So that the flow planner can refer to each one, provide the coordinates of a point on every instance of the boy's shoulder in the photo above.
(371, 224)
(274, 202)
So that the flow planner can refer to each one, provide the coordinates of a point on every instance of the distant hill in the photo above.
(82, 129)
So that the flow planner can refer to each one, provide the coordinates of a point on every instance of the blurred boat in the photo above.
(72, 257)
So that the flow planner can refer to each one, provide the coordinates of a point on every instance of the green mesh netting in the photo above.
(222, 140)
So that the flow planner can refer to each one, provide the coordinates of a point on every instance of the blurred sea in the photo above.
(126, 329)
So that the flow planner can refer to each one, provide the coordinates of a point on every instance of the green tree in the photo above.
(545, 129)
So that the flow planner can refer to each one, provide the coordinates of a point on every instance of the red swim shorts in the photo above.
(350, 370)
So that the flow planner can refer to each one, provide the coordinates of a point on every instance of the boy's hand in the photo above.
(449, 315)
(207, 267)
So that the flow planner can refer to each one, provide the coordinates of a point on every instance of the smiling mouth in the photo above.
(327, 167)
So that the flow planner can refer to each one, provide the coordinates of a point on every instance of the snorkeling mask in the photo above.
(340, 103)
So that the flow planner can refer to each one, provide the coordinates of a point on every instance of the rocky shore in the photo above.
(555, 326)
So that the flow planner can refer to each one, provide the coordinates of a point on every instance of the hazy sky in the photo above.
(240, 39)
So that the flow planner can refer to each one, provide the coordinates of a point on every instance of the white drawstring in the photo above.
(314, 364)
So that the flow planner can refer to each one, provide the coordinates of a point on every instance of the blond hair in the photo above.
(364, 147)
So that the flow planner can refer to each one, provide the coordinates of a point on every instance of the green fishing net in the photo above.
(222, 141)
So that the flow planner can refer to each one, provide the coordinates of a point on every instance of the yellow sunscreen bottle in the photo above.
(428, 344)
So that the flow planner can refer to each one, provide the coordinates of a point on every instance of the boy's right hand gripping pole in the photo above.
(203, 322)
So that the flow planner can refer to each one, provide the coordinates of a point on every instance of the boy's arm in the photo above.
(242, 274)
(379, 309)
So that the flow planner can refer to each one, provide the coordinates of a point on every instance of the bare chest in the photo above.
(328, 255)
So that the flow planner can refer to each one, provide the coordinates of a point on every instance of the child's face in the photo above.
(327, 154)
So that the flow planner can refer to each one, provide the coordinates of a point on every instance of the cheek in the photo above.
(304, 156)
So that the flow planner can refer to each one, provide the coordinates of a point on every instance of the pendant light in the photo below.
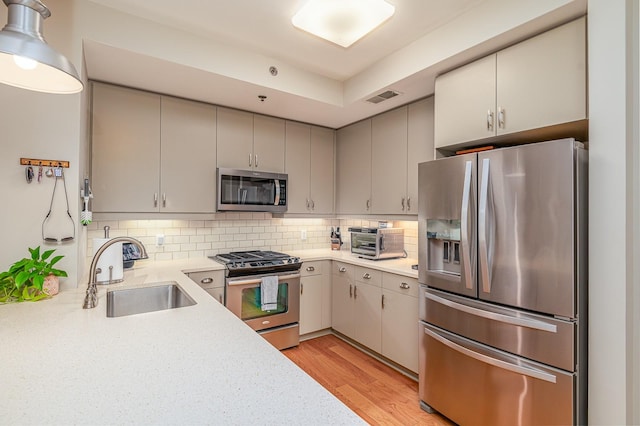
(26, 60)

SET TASK = Swap "flow planner" for "route planner" everywhere in the material and write all of it out again, changing nothing else. Leave the pictures out.

REPLY =
So that the route planner can refer to each one, provide the coordinates of a point on every instance of the boy's shoulder in the photo above.
(371, 224)
(274, 202)
So that the route planner can refer to each one, provide the coordinates of a point on every instance of the distant hill in the photo above.
(82, 129)
So that the route planner can refer to each one, provide the coordinates of a point on every instance of the blurred boat in the photo above.
(72, 257)
So that the route planner can refer to each one, provide the coordinates of a point on every instance of the green mesh netting in the photo above.
(222, 140)
So that the route planner can refer to each one, provide the coordinates of a point on every instance of the blurred sea in the photo above.
(126, 329)
So that the route planner can refer to each one, provide the coordinates of a point on every instance of the green tree in the photo above.
(545, 129)
So that the route planner can refer to each one, provide the coordinates of a point on every instance of the red swim shorts in the photo above.
(350, 370)
So that the route planner can refer to each one, provide the coordinates of a point on every instance of the boy's hand in the photo above.
(449, 315)
(207, 267)
So that the route planner can refer to each one, provide the coordinates of a point on every instance of the smiling mouth in the photo above.
(327, 167)
So that the route planner can refer to each one, provide the coordinates of a point on every instance of the snorkeling mask in the photo above.
(340, 103)
So that the route planner can refer to each one, provide the coordinates of a point on every instance of the rocky shore in the photo above.
(555, 326)
So that the route planner can refer to each one, provide the coordinates of a point on every instance of the hazy sky in the photo above.
(240, 39)
So that the route planner can refer to each one, provide the coordinates of a point on every instance of the white drawstring in the photo above.
(314, 364)
So that the route planner can refer to each one, provide the coordinates of a point on every instance of the blond hair in the photo above.
(364, 147)
So that the route planner can refer to each one, provide the coordinates of a point on every instance of the green fishing net in the photo above.
(222, 141)
So that the route planner can refer to each one, provide the coordinates of a point on every instance of the yellow sunscreen bottle in the photo above.
(428, 344)
So that the route planner can refer to each one, provide the coordinates of a point on every instance of the boy's right hand gripping pole in the photo above.
(203, 322)
So that the route planner can refer to each one, provide the coordinates of a point on every instance of the boy's arm in the photo above.
(242, 274)
(379, 309)
So that the route planner can refer to each one, provide the coordinates of a point on every instance of the bare chest in the photo above.
(328, 255)
So that the route planner can refer to each one, provide the coordinates of a point on every instance of the child's face in the photo above.
(327, 154)
So that the route planner can refer to each one, provide the coordinates of a point on every instance of the cheek in the photo above.
(304, 156)
So that the route planner can refer to each one, provide the coordinates of a point on every instance of the pendant light in the photo below.
(26, 60)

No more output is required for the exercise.